_AIM OF THE EXERCISE_
Every line with the string "wooden" should be copied from the data.

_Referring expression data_
——

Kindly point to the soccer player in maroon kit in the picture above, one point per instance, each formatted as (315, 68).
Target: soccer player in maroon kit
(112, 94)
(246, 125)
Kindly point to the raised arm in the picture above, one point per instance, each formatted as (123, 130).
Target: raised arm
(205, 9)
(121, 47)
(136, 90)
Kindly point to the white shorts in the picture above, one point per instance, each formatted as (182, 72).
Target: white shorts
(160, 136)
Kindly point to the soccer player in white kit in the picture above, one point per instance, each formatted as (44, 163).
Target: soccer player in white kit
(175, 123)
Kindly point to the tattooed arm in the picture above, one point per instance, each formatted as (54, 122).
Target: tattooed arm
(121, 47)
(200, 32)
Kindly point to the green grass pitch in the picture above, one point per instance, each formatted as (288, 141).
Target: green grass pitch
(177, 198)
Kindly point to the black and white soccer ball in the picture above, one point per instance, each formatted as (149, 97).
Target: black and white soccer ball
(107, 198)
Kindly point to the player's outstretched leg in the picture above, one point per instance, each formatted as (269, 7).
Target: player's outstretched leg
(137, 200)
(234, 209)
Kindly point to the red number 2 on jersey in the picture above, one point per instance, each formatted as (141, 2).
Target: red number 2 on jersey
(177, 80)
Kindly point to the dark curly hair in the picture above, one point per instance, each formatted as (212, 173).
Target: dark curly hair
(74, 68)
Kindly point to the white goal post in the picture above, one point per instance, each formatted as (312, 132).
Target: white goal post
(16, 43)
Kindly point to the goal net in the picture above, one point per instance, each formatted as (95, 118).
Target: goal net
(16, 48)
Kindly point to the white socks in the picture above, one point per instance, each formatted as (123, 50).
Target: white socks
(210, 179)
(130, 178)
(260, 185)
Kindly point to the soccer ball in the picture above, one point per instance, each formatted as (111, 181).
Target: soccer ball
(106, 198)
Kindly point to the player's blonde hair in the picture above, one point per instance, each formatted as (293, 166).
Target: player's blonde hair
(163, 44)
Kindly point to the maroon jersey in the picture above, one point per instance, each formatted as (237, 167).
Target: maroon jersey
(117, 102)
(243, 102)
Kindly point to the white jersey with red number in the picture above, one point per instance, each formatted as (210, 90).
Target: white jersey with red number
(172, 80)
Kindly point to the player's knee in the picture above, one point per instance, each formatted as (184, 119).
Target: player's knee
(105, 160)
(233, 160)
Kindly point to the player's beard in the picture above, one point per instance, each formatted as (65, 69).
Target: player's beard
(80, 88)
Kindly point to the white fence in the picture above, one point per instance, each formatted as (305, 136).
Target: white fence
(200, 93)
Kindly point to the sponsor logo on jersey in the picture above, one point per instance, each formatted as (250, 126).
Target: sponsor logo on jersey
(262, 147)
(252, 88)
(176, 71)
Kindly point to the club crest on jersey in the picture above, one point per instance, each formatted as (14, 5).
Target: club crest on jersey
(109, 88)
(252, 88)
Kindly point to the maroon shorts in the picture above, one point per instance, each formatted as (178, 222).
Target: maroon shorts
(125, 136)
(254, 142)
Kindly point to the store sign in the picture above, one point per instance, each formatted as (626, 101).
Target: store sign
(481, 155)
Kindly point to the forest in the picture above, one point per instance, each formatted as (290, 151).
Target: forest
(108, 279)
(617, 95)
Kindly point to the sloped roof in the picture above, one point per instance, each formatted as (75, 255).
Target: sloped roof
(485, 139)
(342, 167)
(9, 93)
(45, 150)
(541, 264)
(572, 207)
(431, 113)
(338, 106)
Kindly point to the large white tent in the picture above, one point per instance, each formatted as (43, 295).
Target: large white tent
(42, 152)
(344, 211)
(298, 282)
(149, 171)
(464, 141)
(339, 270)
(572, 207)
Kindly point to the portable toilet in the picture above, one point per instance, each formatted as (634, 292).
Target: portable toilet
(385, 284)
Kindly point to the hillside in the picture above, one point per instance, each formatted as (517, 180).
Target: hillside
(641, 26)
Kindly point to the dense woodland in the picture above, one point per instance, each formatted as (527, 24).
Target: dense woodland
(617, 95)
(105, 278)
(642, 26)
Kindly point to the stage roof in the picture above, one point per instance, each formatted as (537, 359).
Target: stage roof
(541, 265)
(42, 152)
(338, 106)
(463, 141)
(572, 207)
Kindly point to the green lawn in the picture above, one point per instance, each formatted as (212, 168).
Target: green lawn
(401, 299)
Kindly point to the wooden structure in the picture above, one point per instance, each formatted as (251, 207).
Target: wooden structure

——

_ANSWER SECTION_
Kindly point to the wooden structure in the picture above, one point per instance, each formatted as (251, 207).
Target: wooden structure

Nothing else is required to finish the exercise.